→ **EXERCISE**: Without the pictures, set down every record below exactly as it reads.

→ **DATASET RECORDS**:
- - -
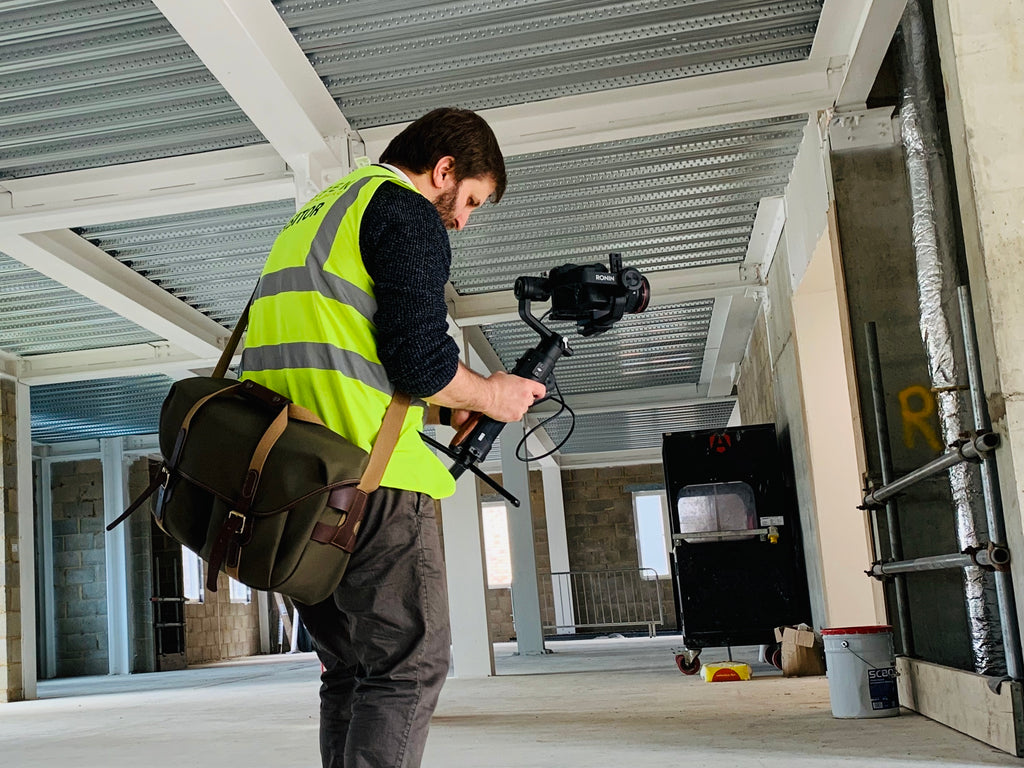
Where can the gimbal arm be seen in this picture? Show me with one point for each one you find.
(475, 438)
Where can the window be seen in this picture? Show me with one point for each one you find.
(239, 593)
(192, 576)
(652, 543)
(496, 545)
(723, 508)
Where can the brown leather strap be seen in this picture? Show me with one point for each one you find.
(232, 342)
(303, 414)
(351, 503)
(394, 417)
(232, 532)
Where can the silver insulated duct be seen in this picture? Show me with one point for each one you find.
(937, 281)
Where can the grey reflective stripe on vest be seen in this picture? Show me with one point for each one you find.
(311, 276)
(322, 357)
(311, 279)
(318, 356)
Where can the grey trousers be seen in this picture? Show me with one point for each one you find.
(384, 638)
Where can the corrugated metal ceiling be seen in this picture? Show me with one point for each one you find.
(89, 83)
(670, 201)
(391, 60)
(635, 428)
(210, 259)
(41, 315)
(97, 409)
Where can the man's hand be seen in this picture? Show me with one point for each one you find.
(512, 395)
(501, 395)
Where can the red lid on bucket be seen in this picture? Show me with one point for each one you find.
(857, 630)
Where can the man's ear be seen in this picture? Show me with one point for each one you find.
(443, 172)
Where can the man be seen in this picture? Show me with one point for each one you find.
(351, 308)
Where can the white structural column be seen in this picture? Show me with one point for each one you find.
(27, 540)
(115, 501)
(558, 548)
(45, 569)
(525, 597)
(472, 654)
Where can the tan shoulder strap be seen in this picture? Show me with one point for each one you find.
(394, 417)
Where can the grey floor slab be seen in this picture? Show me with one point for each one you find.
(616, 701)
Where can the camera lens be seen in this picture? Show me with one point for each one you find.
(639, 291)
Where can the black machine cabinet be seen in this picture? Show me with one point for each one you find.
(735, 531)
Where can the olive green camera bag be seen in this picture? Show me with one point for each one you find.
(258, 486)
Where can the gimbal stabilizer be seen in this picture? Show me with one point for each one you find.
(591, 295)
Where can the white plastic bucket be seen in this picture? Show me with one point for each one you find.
- - -
→ **ANSWER BOX**:
Where can the gimbal arm be seen in this picture? Show me with one point for each one you find.
(475, 438)
Where can the window be seen in this picture? Show me with one point for each one you find.
(239, 593)
(192, 576)
(652, 543)
(496, 545)
(723, 508)
Where can the brown leather strap be seen in this picture? Show me with one point for each one you find.
(232, 342)
(303, 414)
(351, 503)
(394, 417)
(232, 532)
Where can the silver insulated duct be seen in this picture? Show me with one point for each one you find.
(937, 281)
Where can the grey reflective stripe on vest be seen in this picture? Show me with one point for each one you find.
(311, 276)
(322, 357)
(311, 279)
(318, 356)
Where can the grey trousers be seen in this picture? Show me with one point for each one you find.
(384, 638)
Where can the corrugated metal ceiling be seen in this picture? Show me with one point for each one you find.
(89, 83)
(670, 201)
(391, 60)
(635, 428)
(210, 259)
(41, 315)
(97, 409)
Where can the man's hand be seen in this picture? Show me with one point for each one you find.
(512, 395)
(501, 395)
Where can the red lid on bucket be seen in this picture? Show me with one point for each one you find.
(857, 630)
Where can the man's ear be seen in this picture? Show me with one point for each one you find.
(443, 172)
Where can the man be seen in this picture? Show me with one point for each one you find.
(351, 308)
Where can the white structural column be seen in this picture? Show me with one point for each one you find.
(27, 540)
(115, 501)
(558, 548)
(45, 569)
(525, 597)
(472, 654)
Where can the tan shoulder strap be seen in this picture? Show me with one point for each one you find.
(394, 417)
Where can the grey floor slab be seen in this picture? Show me with one point for each one you find.
(616, 701)
Where can the camera lens be seen in this picture? Show me with one point for each one you find.
(639, 291)
Where can the black machine cabinet be seen in this picture? Show me with one point for each one you find.
(735, 531)
Where can the olive green camera bag be seen in this picture? Show me with one point for each one you find.
(258, 486)
Where can the gimbal stabilizer be seen in this picture? Show me with one point for each one you find.
(591, 295)
Where can the white plastic bucket be seen in this picture? Show me with one point for each one you find.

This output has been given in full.